=== Exercise 1 ===
According to the blog post, how many pages does the 2008 Pocket Books paperback of Gone With the Wind have?
=== Exercise 2 ===
Continue the blog post about the Gone With the Wind paperback from its final sentence.

=== Text extract ===
•••••

Friday, June 20, 2008

BIRTHDAY

Here it is again - do they seem to come around faster as we get older?

I share my birthday with quite an impressive group of talented, creative, successful people in the Arts world:

Jacques Offenbach

Lillian Hellman

Gus Schilling

Errol Flynn

Gail Patrick

Terence Young

Audie Murphy

Chet Atkins

Martin Landau

Olympia Dukakis

Brett Halsey

Wendy Craig

Dan Greenburg

Stephen Frears

Brian Wilson

Anne Murray

Tina Sinatra

Lionel Richie

John Goodman

Vikram Seth

Cyndi Lauper

Chuck Wagner

Nicole Kidman



Maybe there's hope for me yet?



I've never gotten a birthday card from any of them, by the way. No matter - I'd rather have one from my parents, or from Aunt Lillian and Uncle Sam, but neither will happen again. I'm glad I saved the cards I received from them over the years.

Thursday, June 12, 2008

That WIND is Back!!!

After an absence of two years or so, Gone With the Wind has made a reappearance in what is known as mass-market (or rack-sized) paperback format.

I’m a long-time GWTW fan and collector, and I hate to say this, but I don’t like it!

There have been many such paperback editions of Gone With the Wind published in the U.S. over the years, and I have most of them – several feature cover-art inspired by the famous film (the familiar “flaming love” motif depicting Rhett Butler/Clark Gable carrying an apparently-subdued Scarlett O’Hara/Vivien Leigh against the background of Atlanta in flames), others artists’ renderings of the characters bearing no resemblance to their film counterparts, and at least two which featured virtually no cover illustrations at all, just the book’s title and author.

The new one features an artists’ rendering of Rhett once again carrying Scarlett, but they’re full-figure this time, although half of Rhett’s head and one-third of Scarlett’s are off-cover – Pocket Books, once again GWTW’s publisher after more than 35 years, apparently wasn’t about to pay this time around to license the Gable/Leigh images from Turner Entertainment (although their 1960s paperbacks featured them). Previous paperback editions published by Pocket ran to 862 pages in length and were 7 ¼ high (the industry standard for paperback for decades) by about 1 ¼ inches thick – some of the editions reprinted by Avon Books from 1973 through 1993 were just shy of two inches thick, and the Warner Books reprint published in 1993 (which used the same 1,024-page pagination as the Avon edition) and recently phased-out was about 1 ¾-inches thick.. Pocket Books brand-new 2008 edition has been printed from newly-set type (well, do they still actually set type?) which expands the book’s pagination to a whopping 1,448 pages! And although at 6 ¾ inches in height it’s shorter than previous editions, it’s girth sets a record – 2 3 /4 inches – wider than any standard hardbound edition of the novel!

•••••

=== Data entries ===
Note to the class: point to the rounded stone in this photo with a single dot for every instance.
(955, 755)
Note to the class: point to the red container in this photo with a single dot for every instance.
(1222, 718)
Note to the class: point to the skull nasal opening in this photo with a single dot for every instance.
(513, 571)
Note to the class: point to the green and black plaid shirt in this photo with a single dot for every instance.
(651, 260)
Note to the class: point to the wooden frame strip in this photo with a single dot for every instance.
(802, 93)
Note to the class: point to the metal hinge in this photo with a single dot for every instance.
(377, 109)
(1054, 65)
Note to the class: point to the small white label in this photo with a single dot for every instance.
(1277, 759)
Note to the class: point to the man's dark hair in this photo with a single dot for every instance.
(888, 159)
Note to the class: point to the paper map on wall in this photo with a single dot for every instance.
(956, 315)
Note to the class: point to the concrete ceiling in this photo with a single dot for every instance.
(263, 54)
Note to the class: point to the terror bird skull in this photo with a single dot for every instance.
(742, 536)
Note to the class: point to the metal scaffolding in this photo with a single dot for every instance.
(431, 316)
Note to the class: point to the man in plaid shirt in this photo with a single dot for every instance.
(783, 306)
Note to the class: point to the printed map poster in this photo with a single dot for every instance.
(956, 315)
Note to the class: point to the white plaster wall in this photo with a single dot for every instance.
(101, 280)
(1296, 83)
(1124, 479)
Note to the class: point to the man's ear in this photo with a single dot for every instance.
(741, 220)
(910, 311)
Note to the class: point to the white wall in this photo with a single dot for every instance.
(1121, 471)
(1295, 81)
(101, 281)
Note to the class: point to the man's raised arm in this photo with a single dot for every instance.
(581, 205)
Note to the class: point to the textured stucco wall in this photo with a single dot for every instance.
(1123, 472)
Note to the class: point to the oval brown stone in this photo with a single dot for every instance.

•••••

=== Response 1 ===
1,448 pages.

=== Response 2 ===
So what don’t I like about this new edition? Well, I’m not wild about that cover, for one thing – it’s more appropriate for a historical romance รก la Rosemary Rogers than Margaret Mitchell, and will blend right in with the hundreds of similar covers that still grace many a “bodice-ripper” on store shelves. And somehow the book’s thickness makes it look awkward, almost too short (and it is shorter than the average paperback is these days – height for mass-market paperbacks has become variable these days, depending on the publisher’s whim). And while the thickness of the spine should have made it practical to show the book’s title horizontally, as

Gone

with the

Wind

they instead turned it on its side so that customers have to twist their necks to read the title (could this be an accommodation to at least one of the major chain bookstores who seem to spine as many books as possible, regardless of thickness, thus discouraging many booklovers from browsing and necessitating a trip to the information desk?). The only plus: Pocket is attempting to depict the book’s title as Margaret Mitchell intended it, with a lower-case “w” for "wind".

There’s some biographical data about Margaret Mitchell inside the front and rear covers on the book which is placed too close to the inner spine of the book to be read comfortably. Worse than that, it contains misinformation! I don’t like sloppy jacket-copy – supposedly there are people whose job it is to make sure that facts are checked inside and outside of a book – we’re informed here that Margaret Mitchell “began work on what her friends called ‘the great American novel.’ She showed the finished manuscript, all 1,037 pages of it, to a visiting New York publisher, and on June 10, 1936, Gone with the Wind was published.” Any fan even casually acquainted with the novel’s history knows that when Mitchell unwillingly presented her novel to Macmillan’s Harold Latham in 1935, it was anything but a “finished manuscript” of "1,037 pages" (which was actually the final page tally of Macmillan’s hardcover edition published over a year later) - he had to buy a suitcase in which to transport the disorganized manuscript, which resided in several manila envelopes that had been known over the years to prop up furniture in the apartments in which Mitchell resided with her husband, John R. Marsh – Latham recalled Mitchell warning him: “You may take it, but it’s incomplete, unrevised, there are several versions of some of the chapters, there is no first chapter. . . I hadn’t any intention of letting you or any publisher see it. I only wrote it for my own entertainment.” And Gone With the Wind’s publication date was June 30th, 1936 – not June 10th.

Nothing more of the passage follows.